GIVEN TEXT

-- start --

Hatred

May 20th, 2021

“Let no man pull you so low as to hate him.” – Dr. Martin Luther King Jr.

“The opposite of love is not hate, it’s indifference.” – Elie Wiesel 

My dad was an anti-Semite. He wasn’t goose-stepping, Kristallnacht kind of guy, but he definitely had some animus toward the Jews. He had no problem referring to them as “Kikes”. His attitude was passive. I’m not sure that it was hatred as much as it was a kind of desultory antagonism toward the Jewish people. He could some up his feelings with a wave of his hand and the sentence,

“You know what those people are like.”

In his old age, he would explain his views with a story from his childhood. He would wind himself up and say,

“Yeah, Ma had a cousin who married a Jew. They came over to the house one time when I was a kid. The guy’s name was Silverman. He was a talker. Typical Jew. He promised to bring me a football the next time they came to visit. Hell, I’m still waiting for that football.”

Make sense? No? It doesn’t make sense to me either.

How did my dad get to that point? Why did he use a minor event from his youth to justify hostility toward an entire group of people? Why would he even remember that incident after seventy years? Did he learn to hate Jews from his parents? Was bigotry something he drank along with his mother’s milk?

I will never know what happened because all the witnesses are dead.

-- end --

DATA EXCERPTS
-- start --

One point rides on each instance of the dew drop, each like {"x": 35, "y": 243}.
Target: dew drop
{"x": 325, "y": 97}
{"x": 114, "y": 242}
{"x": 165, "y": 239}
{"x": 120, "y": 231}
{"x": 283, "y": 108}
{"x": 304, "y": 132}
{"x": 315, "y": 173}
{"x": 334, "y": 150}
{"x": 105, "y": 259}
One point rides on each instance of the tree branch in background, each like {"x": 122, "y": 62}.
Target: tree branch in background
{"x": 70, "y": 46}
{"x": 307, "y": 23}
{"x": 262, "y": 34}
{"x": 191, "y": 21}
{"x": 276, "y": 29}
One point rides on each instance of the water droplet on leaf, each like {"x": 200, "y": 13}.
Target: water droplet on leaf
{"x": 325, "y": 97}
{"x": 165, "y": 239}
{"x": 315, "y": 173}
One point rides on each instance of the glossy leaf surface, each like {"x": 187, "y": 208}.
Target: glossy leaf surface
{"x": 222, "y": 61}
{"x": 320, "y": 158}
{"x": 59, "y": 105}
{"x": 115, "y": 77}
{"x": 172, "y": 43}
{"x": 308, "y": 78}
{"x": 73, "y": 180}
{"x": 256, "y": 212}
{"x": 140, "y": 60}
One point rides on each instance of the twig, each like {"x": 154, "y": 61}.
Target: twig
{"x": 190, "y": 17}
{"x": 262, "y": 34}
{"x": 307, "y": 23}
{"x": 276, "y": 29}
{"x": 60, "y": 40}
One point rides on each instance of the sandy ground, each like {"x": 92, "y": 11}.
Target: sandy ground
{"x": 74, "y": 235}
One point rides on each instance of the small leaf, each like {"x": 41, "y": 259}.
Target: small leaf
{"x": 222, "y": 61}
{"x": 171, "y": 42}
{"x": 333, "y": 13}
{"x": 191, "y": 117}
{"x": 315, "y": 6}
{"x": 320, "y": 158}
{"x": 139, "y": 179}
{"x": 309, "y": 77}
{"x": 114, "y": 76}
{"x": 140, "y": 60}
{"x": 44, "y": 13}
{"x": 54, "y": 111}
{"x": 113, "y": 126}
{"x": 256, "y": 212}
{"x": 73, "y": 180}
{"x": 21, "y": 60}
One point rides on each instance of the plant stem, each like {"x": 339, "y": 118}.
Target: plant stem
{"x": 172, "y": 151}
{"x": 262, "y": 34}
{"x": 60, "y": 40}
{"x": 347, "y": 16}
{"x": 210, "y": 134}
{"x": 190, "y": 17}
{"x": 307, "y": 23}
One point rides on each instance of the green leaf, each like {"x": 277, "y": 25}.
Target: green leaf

-- end --

EXERCISE TASK
Revise the passage of the essay on hatred starting at "In his old age, he" and ending at "his mother’s milk?", putting "baseball" wherever "football" appears. The records have nothing to do with the essay on hatred.

WORKED SOLUTION
In his old age, he would explain his views with a story from his childhood. He would wind himself up and say,

“Yeah, Ma had a cousin who married a Jew. They came over to the house one time when I was a kid. The guy’s name was Silverman. He was a talker. Typical Jew. He promised to bring me a baseball the next time they came to visit. Hell, I’m still waiting for that baseball.”

Make sense? No? It doesn’t make sense to me either.

How did my dad get to that point? Why did he use a minor event from his youth to justify hostility toward an entire group of people? Why would he even remember that incident after seventy years? Did he learn to hate Jews from his parents? Was bigotry something he drank along with his mother’s milk?